- [Objective]
Reproduce the material below word for word, from the line containing "of every floral" up to and including the line containing "[678,389,700,433]".

- [Supplied data]
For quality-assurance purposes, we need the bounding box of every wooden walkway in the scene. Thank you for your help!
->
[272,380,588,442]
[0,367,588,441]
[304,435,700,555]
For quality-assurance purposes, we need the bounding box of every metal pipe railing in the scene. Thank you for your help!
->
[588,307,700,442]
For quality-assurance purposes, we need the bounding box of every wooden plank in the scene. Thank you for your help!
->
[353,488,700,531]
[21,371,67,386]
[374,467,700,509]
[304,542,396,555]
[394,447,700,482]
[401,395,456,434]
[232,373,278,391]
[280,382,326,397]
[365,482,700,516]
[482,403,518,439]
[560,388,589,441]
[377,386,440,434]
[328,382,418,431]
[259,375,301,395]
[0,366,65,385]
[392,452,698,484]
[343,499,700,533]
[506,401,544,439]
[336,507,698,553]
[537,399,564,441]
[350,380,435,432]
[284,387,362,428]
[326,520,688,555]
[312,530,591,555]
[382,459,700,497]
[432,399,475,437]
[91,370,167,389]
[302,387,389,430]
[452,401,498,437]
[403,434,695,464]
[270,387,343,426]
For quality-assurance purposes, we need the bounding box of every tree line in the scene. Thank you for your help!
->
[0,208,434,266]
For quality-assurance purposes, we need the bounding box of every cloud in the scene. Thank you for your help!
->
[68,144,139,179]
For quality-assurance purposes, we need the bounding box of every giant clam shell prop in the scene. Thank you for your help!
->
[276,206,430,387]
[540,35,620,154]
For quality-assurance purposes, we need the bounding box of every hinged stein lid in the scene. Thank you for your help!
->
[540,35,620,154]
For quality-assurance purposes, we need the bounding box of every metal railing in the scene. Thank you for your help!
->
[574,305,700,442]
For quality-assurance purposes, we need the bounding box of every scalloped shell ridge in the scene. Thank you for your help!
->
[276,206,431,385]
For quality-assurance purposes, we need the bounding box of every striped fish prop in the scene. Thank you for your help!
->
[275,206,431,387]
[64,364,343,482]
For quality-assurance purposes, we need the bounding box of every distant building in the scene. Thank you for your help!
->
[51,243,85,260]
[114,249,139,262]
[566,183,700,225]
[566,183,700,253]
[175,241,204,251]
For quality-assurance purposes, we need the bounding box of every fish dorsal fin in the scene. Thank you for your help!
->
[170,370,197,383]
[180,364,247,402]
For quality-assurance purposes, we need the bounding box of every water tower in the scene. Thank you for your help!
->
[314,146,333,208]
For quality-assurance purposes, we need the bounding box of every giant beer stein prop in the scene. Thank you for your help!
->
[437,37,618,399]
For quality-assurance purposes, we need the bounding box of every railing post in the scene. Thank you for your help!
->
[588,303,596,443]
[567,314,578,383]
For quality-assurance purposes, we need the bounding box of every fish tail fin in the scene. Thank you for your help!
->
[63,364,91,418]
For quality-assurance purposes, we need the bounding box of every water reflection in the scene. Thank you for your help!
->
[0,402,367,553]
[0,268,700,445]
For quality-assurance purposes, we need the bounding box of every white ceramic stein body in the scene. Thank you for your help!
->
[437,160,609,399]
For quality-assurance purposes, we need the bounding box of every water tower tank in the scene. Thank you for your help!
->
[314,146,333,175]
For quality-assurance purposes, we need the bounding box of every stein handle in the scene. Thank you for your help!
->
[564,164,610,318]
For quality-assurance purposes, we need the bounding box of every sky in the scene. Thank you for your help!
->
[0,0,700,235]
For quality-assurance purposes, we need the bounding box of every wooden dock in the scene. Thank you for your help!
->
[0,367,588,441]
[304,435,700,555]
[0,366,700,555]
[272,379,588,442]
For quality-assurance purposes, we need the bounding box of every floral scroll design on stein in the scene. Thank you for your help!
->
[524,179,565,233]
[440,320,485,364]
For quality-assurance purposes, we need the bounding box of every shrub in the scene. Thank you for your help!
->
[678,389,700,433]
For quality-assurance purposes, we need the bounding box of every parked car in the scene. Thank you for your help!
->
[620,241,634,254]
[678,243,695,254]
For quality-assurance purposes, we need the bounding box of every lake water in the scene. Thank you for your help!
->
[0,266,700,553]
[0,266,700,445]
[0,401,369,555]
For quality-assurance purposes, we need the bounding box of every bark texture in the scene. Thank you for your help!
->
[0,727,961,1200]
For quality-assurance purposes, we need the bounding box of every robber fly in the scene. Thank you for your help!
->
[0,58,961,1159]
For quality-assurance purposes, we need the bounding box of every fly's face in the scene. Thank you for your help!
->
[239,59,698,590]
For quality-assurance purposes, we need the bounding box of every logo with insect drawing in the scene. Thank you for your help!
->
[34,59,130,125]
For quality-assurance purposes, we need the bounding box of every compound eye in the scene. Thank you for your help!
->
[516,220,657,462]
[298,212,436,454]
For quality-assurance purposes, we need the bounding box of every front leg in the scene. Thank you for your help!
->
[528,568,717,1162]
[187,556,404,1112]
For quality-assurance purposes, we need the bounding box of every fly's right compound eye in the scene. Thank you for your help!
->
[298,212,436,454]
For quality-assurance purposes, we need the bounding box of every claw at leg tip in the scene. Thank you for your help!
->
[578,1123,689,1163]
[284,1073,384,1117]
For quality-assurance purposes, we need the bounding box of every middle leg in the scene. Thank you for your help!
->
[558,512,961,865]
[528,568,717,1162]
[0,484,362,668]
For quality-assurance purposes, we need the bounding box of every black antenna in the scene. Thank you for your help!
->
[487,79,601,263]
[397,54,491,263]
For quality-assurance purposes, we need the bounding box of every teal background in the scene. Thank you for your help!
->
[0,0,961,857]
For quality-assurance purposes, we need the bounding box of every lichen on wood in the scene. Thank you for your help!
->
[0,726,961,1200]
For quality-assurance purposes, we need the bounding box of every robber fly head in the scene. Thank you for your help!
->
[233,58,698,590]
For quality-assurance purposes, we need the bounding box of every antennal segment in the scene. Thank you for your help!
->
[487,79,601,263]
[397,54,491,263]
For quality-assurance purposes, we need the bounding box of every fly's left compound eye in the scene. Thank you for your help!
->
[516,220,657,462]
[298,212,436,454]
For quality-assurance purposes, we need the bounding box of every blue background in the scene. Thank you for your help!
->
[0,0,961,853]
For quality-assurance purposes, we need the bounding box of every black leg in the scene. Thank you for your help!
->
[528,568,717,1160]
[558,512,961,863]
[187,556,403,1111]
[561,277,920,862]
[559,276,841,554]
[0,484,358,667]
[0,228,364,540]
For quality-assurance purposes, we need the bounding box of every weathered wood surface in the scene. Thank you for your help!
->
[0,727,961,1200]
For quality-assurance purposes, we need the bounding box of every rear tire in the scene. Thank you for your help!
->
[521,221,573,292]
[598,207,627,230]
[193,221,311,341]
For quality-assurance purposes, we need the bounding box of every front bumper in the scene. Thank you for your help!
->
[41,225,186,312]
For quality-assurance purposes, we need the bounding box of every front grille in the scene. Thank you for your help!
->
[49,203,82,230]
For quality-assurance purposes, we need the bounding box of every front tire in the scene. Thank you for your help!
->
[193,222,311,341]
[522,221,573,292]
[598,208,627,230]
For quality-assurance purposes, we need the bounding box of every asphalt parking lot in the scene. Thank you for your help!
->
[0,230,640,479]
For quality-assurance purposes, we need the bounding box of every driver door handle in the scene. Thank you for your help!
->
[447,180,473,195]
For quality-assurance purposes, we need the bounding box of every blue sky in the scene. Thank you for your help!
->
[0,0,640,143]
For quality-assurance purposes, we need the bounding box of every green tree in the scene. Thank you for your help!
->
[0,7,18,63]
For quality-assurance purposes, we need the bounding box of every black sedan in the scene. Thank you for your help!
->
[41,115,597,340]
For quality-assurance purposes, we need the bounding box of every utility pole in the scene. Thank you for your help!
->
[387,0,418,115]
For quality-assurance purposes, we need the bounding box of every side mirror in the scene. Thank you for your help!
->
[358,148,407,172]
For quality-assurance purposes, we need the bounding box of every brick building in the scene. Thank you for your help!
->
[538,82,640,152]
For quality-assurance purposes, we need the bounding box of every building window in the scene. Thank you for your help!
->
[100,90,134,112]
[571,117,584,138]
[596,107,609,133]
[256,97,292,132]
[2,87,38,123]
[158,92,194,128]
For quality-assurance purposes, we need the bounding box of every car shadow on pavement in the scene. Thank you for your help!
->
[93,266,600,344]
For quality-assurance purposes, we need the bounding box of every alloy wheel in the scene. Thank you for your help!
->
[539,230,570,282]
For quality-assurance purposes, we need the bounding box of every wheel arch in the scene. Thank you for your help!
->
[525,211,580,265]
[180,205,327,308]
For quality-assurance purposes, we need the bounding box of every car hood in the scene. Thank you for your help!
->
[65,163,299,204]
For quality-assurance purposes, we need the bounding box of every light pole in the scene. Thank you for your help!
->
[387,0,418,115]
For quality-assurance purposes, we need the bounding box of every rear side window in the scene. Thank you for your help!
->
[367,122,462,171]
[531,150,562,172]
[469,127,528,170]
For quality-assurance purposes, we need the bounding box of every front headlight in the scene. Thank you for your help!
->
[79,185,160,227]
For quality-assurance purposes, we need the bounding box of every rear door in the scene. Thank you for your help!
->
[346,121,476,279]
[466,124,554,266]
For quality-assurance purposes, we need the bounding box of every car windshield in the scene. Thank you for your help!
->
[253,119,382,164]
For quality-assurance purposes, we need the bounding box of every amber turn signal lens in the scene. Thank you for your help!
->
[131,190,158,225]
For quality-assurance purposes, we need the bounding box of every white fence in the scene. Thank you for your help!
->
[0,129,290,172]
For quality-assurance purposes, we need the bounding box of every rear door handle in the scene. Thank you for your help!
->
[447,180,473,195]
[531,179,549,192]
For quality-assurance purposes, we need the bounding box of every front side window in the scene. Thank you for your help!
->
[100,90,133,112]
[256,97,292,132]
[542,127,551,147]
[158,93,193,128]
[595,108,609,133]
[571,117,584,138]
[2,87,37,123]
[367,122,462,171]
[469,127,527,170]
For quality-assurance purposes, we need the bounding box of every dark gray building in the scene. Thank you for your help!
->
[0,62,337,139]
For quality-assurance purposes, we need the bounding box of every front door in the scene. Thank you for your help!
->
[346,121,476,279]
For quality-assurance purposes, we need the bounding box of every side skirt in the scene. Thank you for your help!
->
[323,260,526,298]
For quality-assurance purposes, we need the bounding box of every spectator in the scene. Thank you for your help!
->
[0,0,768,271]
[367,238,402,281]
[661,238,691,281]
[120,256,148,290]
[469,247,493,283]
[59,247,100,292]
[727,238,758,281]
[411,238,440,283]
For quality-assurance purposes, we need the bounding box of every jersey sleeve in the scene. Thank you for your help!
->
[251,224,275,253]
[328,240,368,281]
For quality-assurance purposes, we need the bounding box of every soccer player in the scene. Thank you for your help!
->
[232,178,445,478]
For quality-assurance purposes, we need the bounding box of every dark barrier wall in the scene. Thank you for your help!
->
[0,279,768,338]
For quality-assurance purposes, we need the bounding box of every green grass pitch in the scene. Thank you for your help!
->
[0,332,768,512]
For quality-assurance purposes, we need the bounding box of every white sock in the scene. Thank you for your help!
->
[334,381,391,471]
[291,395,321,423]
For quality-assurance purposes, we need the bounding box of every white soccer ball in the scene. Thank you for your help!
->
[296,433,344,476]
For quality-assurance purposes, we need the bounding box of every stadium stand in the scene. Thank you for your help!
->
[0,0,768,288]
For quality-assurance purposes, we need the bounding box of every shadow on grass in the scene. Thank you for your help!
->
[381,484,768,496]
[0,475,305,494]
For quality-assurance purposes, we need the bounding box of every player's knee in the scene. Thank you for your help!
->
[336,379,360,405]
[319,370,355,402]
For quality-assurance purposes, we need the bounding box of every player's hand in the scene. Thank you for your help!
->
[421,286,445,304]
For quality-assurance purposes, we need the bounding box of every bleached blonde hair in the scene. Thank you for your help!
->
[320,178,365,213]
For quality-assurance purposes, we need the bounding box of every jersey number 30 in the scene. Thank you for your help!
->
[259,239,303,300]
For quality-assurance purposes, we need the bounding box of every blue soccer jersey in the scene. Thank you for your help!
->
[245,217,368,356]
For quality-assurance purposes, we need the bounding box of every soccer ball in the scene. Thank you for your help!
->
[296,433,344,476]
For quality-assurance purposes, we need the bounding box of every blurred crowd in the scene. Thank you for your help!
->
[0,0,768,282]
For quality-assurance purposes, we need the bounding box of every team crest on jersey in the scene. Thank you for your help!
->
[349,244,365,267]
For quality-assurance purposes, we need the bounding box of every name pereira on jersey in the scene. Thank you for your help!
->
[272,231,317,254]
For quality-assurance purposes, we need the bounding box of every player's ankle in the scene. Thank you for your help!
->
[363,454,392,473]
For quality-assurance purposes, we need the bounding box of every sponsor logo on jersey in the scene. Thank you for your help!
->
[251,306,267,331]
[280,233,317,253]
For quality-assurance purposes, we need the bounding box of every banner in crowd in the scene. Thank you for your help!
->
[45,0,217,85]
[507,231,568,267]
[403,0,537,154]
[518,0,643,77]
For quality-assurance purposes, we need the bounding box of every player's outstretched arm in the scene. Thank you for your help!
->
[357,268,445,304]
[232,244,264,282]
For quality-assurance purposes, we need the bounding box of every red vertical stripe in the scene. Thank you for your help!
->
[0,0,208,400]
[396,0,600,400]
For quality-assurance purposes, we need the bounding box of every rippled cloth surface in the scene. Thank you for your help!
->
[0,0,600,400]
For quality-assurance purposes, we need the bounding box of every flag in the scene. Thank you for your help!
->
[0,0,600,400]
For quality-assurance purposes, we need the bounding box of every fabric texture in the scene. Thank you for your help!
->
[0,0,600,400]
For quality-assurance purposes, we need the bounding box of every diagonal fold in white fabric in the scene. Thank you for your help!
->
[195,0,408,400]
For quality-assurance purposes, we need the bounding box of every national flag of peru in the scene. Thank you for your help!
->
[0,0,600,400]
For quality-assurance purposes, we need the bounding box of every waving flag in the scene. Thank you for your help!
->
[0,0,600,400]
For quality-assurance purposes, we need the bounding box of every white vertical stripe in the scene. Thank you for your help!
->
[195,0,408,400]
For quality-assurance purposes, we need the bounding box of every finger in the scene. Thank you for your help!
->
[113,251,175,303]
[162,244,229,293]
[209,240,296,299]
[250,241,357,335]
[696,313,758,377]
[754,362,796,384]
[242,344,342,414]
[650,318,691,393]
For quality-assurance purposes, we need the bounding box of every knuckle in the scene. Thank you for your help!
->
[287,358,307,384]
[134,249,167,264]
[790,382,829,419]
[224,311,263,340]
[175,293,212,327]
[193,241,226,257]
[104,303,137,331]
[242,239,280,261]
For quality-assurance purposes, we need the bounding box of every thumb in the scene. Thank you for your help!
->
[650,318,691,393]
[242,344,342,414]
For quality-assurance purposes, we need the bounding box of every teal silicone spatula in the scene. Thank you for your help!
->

- [In response]
For quality-assurance purposes, we need the bounding box of every floral scroll design on stein in the scene. Thank you for your help!
->
[524,179,565,233]
[440,320,485,364]
For quality-assurance purposes, we need the bounding box of every shrub in the scene. Thank you for your help!
->
[678,389,700,433]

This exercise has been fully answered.